SELECTED PASSAGE:
◇ ◇ ◇ ◇ ◇ ◇ ◇

Lisa O Piu is part of what appears to be an uprising of female folk-inspired artists. However, she follows not the favoured combination of folk with pop, but an out-and-out pagan folk style that is very much her own. The kind with harps and guitars, and ethereal vocal harmonies to send chills down the spine.

Where Lisa O Piu excels most is her creation of an entirely different world where the past few centuries did not happen, but although it is very much a niche interest, this music doesn’t play up to all clichés. Although there is a defined sound, it is a multi-faceted one that stands up to repeated listens and each time seems to take on a new aspect. As soon as ‘Was It The Moon’ begins to get a little too twee in its butterfly-touch gentleness, a twanging key change and additional instrumentation adds an ominous cloud over the proceedings, and Lisa’s singing seems to develop an almost malevolent edge to it. And then it switches back to an acoustic guitar sound that you could dance around the maypole to. ‘Dreams Of Ghosts’ similarly possesses this ominous yet beguiling and fragile tone.

◇ ◇ ◇ ◇ ◇ ◇ ◇

PROVIDED DATA:

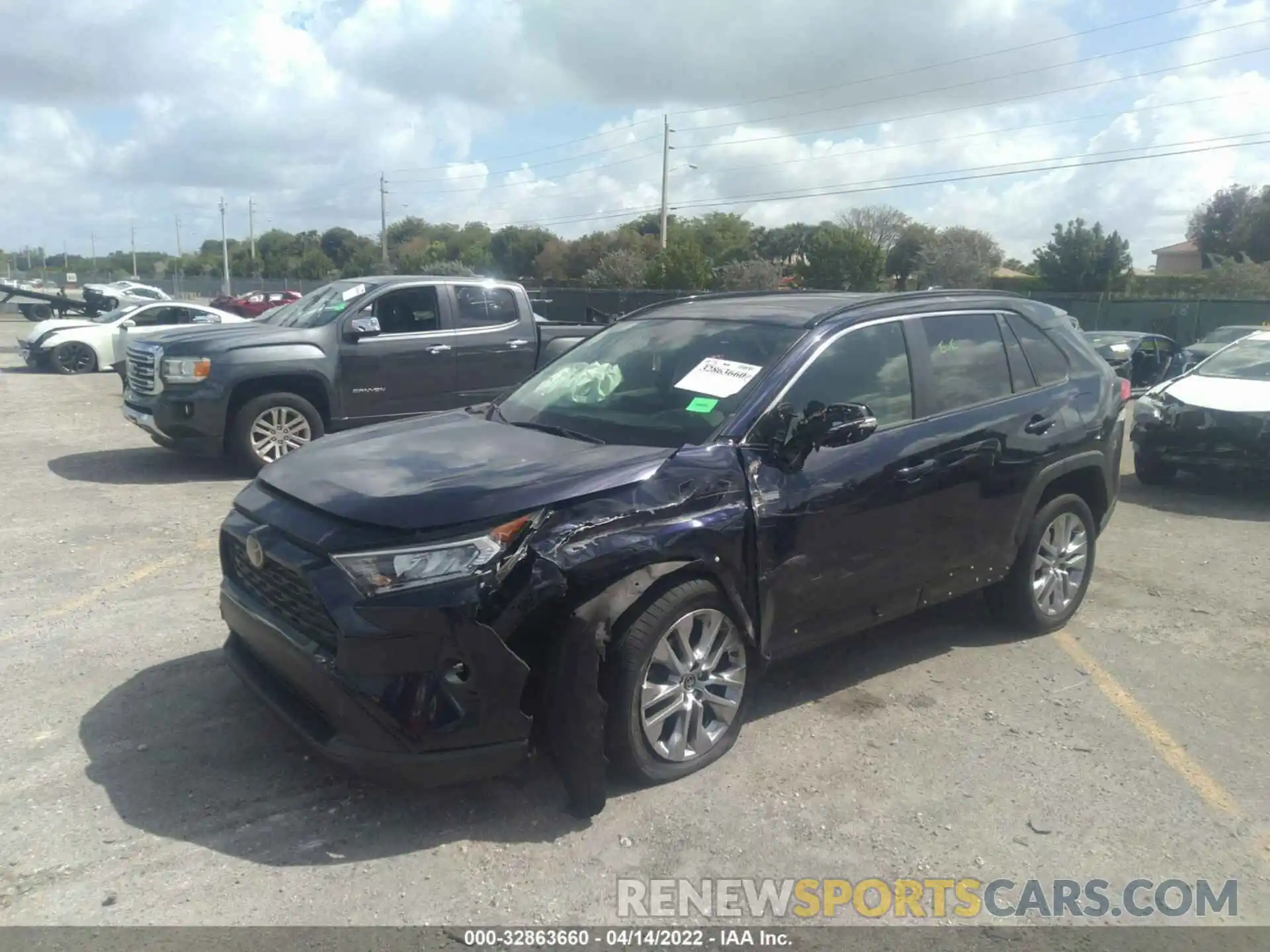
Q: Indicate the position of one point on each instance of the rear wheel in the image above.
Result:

◇ ◇ ◇ ◇ ◇ ◇ ◇

TO DO:
1 > According to the review of Lisa O Piu, which instruments are part of her pagan folk style?
2 > Carry on the review of Lisa O Piu from its final sentence.
None of the lines are needed here.

ANSWERS TO THE PROBLEMS:
1 > Harps and guitars.

2 >
‘Simplicity’ is a bewitchingly melancholic track, relying upon (of course) simple yet cleverly executed arpeggio-based phrases on guitar, and a heavy-hearted poetic delivery from Lisa, whose voice is a thing of wonderful expression, and the production is so crisp throughout, it sounds as if she is whispering these songs into your ear, creating a combination of ethereality and sensuality.

The latter half of the record is largely instrumental, and perhaps it would have been better to put ‘World Falling Down’ a little earlier in the tracklisting in order to ensure the attention of some listeners. ‘Going For Hours’ is a fittingly mystic, if overlong and slightly throwaway method of fading out and giving the listener time to readjust to the real world.

It has to be said, do not approach this album with the intent of dipping in and out. You either listen to the entire thing or you don’t. Given the brevity of this record, it is far from an arduous task, however it does make it a little demanding if you just want a short burst of sound.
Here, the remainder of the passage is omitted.